## WHAT TO DO
From the first line of the listing below to the line with "Target: red brick", print each line exactly, and nothing more. Leave out the pictures.

## DATA FOR PROCESSING

[Start of section]

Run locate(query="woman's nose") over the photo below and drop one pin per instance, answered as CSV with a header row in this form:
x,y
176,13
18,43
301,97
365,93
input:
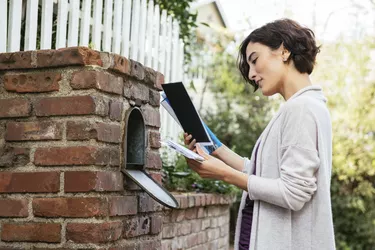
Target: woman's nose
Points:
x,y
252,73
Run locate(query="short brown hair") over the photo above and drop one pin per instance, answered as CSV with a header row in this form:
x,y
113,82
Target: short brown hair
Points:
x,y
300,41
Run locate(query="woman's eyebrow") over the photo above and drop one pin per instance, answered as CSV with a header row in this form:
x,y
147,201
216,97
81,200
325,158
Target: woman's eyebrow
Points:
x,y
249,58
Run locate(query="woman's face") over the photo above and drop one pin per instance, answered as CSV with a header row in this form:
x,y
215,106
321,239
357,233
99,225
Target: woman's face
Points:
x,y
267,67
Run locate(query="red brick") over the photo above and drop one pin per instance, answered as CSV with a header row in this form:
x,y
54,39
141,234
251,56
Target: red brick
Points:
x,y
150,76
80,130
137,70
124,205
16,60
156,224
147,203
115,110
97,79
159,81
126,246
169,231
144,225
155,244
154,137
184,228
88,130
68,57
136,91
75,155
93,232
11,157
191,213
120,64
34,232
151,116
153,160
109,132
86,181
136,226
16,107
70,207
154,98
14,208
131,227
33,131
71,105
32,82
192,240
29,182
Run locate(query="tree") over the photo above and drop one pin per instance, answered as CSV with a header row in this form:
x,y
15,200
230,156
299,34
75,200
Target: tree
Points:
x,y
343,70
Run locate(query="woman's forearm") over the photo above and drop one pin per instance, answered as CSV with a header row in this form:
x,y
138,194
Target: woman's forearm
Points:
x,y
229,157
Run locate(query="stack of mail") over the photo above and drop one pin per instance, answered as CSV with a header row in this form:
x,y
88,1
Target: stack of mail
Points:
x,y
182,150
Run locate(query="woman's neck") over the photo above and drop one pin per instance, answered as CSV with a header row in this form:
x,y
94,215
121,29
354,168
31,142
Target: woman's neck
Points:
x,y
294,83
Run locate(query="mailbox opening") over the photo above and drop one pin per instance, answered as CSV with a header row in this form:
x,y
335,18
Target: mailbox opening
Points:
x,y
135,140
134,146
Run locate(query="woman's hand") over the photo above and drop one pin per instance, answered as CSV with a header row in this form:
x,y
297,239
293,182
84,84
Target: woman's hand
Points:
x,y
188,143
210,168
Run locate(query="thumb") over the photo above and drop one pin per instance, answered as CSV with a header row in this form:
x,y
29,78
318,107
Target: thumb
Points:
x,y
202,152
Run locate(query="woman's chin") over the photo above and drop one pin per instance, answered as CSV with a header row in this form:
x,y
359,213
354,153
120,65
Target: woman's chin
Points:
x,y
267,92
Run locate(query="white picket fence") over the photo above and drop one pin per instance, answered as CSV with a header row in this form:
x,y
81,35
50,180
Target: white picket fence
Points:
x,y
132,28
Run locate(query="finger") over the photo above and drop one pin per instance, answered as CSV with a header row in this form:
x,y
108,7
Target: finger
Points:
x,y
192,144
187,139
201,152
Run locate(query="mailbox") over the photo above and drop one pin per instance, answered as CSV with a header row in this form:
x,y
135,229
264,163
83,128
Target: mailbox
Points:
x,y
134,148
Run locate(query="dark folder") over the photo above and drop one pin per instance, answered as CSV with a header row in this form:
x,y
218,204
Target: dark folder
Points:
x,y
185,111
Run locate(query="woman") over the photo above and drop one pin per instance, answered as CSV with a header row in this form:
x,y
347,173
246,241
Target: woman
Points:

[End of section]

## EXERCISE OUTPUT
Run locate(query="woman's nose") over the photo below and drop one pin per instance, answered as CSV with a header row in this form:
x,y
176,13
18,43
301,97
365,93
input:
Target: woman's nose
Points:
x,y
252,73
Run locate(query="short brown hair") over the photo above and drop one pin per instance, answered as CSV with a header row in this form:
x,y
113,82
Target: short brown hair
Points:
x,y
300,41
Run locate(query="woman's eyebrow") over the photo above and drop one pin per instance, answered as CSV with a header row in this form:
x,y
147,201
216,97
81,200
325,158
Target: woman's eyebrow
Points:
x,y
249,58
Run locate(query="woman's face") over the photo above and drop one pin per instance, answered as CSV with a header row in this form:
x,y
215,106
321,239
357,233
99,225
Target: woman's face
Points:
x,y
267,67
Run locate(query="red brick") over the photo above and drop one pin per instance, answered as CSV with a header row in this form:
x,y
54,39
141,234
251,56
Target: red brick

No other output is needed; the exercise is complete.